──────── The input ────────

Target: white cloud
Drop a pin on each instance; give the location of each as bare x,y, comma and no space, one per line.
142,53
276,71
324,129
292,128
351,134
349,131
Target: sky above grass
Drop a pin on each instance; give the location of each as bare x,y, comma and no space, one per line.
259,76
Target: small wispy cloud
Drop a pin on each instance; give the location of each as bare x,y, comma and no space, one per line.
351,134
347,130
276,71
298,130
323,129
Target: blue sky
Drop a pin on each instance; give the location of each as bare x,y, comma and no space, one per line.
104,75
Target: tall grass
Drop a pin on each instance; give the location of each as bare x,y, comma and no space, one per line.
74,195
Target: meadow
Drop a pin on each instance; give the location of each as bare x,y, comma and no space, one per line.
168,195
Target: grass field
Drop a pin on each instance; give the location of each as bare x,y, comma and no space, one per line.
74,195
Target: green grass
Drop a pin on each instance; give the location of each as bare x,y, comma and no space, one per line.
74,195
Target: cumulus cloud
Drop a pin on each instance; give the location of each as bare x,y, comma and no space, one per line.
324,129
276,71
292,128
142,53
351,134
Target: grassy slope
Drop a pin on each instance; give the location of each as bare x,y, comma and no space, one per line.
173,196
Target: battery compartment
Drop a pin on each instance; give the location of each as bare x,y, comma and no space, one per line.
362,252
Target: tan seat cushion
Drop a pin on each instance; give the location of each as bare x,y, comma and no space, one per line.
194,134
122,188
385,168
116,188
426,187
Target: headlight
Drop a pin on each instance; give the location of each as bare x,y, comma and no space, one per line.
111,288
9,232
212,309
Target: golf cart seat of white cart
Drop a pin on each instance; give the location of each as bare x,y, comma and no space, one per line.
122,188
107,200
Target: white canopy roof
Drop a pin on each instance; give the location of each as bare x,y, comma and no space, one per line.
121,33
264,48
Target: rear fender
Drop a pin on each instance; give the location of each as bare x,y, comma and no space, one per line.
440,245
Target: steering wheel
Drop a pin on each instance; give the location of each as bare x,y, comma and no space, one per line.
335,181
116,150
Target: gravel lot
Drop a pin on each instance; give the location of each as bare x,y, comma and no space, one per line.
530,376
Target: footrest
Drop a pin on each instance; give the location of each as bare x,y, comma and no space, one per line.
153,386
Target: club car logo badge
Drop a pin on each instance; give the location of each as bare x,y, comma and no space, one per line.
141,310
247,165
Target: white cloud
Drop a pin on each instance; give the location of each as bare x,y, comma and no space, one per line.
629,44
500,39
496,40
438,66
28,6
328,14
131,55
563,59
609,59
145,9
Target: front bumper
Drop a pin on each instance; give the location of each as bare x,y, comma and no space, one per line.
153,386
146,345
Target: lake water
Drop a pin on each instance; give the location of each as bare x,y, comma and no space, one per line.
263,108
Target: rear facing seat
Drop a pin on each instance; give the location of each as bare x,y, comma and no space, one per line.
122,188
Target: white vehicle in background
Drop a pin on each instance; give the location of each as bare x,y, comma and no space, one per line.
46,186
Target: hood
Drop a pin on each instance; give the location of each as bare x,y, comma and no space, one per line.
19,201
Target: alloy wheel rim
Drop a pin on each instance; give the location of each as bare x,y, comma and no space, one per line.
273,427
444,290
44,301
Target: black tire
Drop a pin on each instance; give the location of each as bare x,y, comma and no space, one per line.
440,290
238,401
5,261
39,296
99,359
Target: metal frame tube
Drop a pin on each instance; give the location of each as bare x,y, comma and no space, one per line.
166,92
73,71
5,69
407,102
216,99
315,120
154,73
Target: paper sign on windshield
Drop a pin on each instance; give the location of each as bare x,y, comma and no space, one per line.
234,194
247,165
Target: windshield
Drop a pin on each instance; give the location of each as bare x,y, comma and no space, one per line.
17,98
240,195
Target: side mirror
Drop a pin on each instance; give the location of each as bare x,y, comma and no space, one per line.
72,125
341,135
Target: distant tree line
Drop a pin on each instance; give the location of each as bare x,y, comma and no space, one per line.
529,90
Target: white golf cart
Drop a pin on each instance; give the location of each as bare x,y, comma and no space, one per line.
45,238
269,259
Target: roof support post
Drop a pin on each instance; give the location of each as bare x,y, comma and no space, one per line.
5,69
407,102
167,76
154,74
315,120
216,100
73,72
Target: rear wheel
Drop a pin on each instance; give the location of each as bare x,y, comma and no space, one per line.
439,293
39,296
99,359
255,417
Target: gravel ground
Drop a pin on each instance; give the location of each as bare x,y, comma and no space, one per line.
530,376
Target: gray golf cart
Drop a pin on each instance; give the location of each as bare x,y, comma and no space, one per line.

────────

Please set down the material above once more, word for word.

Target: white cloud
Drop a pin on each instance; give the location of each as bare x,y, comma and no space, one per line.
142,53
276,71
324,129
292,128
351,134
349,131
Target: sky above grass
Drop a pin on each instance; give the location of each as bare x,y, comma and no space, one per line.
259,76
Target: small wispy cloud
Drop a pin on each instance; give the location of each as bare x,y, comma and no space, one per line.
351,134
347,130
276,71
298,130
323,129
Target: blue sky
Drop a pin on each instance; give the location of each as bare x,y, comma and no space, one per line.
104,75
Target: tall grass
Drop a pin on each instance; give the location of each as bare x,y, comma and no space, one per line.
74,195
Target: meadow
Drop a pin on each instance; give the location of each as bare x,y, comma and no space, one per line.
168,195
Target: grass field
Drop a pin on each instance; give the location of each as bare x,y, comma and no space, one per line.
74,195
Target: green grass
Drop a pin on each instance; give the location of each as bare x,y, comma and no space, one per line.
74,195
Target: cumulus cloud
Drop a pin on each instance; give the location of each as bare x,y, comma and no space, one per line.
324,129
276,71
292,128
142,53
351,134
Target: grassy slope
Drop a pin on each instance; give the location of each as bare x,y, comma and no space, one per line.
173,196
Target: battery compartment
Drop a pin on each instance; give the location of each as bare x,y, comma and no space, one per line.
362,252
Target: tan seat cushion
Drop a pin on each instance; give the location of each as bare x,y, comma and no space, one per line.
194,134
122,188
385,168
116,188
426,187
Target: headlight
Drop a pin on each instance; give the location of each as bare x,y, comma and no space, one per line.
111,288
9,232
212,309
Target: golf cart seat of white cart
Drop a pin on each instance; give the location of each as bare x,y, comma and no space, one per line.
122,188
107,200
Target: white canopy roof
Drop a pin on each instance; give the location of each as bare x,y, comma and no space, one per line.
121,33
264,48
Target: rear fender
Drop a pin on each instance; give the location of each as bare x,y, comma and no space, one per line.
440,245
Target: steering wheel
Drop a pin on each instance; give the location of each as bare x,y, comma and no space, one per line.
335,181
116,150
Target: gravel lot
Drop a pin on each instance; give the location of each as bare x,y, comma and no space, one per line.
530,376
Target: footrest
Drop a pin on each instance; give the location of each as bare x,y, comma and no space, one per line.
153,386
Target: club car logo badge
Drop a pin on each instance; give the location of each as bare x,y, comma and no space, one per line.
141,310
247,165
Target: white cloud
Drop a pin on each instance; give the location of each as bare x,y, comma and no space, one per line.
629,44
500,39
496,40
438,66
28,6
328,14
131,55
563,59
609,59
145,9
Target: front bumper
Drop a pin on each instance; give the location of each as bare x,y, comma and no space, one per line.
153,386
146,345
Target: lake water
Drop a pin on each instance; give the location of each as bare x,y, comma and no space, one per line.
263,108
Target: rear facing seat
Drop a pin on each instance; give the location of each as bare x,y, comma and no space, one per line.
122,188
Target: white vehicle in background
Drop a pin on each instance; give the location of each as bare x,y, comma and no space, one per line.
46,186
Target: hood
Drop a pin on each instance; give the location of each as bare x,y, comma and no space, one per line.
19,201
Target: alloy wheel rim
Drop a pin on each instance; give the location of each as bare x,y, comma and no space, one per line.
273,427
444,290
44,301
Target: black tire
Drop a pin on each instance; give the location of each as bare x,y, comma and no space, one per line.
440,290
238,401
5,261
39,296
99,359
Target: metal frame tube
Drop a pin on each instance; give the location of each as bare x,y, comma and no space, one per line.
166,92
73,71
5,69
407,102
216,99
315,120
154,73
Target: paper sign on windshield
Drop a pin on each instance; give the location of each as bare x,y, comma and no space, one per line.
234,194
247,165
Target: windshield
Drop a pin on each instance; give the location of each as bare x,y, comma and no space, one per line.
17,98
240,195
Target: side mirror
Drop a pin on each instance; give the location of each as bare x,y, comma and no space, one per line.
72,125
341,135
Target: distant tree line
Drop a pin on each instance; give the location of each as bare x,y, comma and no space, one per line.
529,90
Target: white golf cart
Drop a pin on each instance; give the location of each as bare x,y, comma and no space, one per line.
45,238
269,259
Target: roof support post
Drop a pin on each instance; give the location of each as bare x,y, comma and no space, one per line.
5,69
407,102
167,76
154,74
315,120
216,100
73,72
Target: rear wheel
Drop a pin on each instance; give the location of each as bare x,y, comma and no space, one per line.
439,293
39,296
99,359
255,417
Target: gravel ground
Drop a pin on each instance; give the location of each as bare x,y, comma and no space, one per line.
530,376
Target: gray golf cart
Drop a pin on each instance; give the location of each as bare x,y, comma and no space, one per line.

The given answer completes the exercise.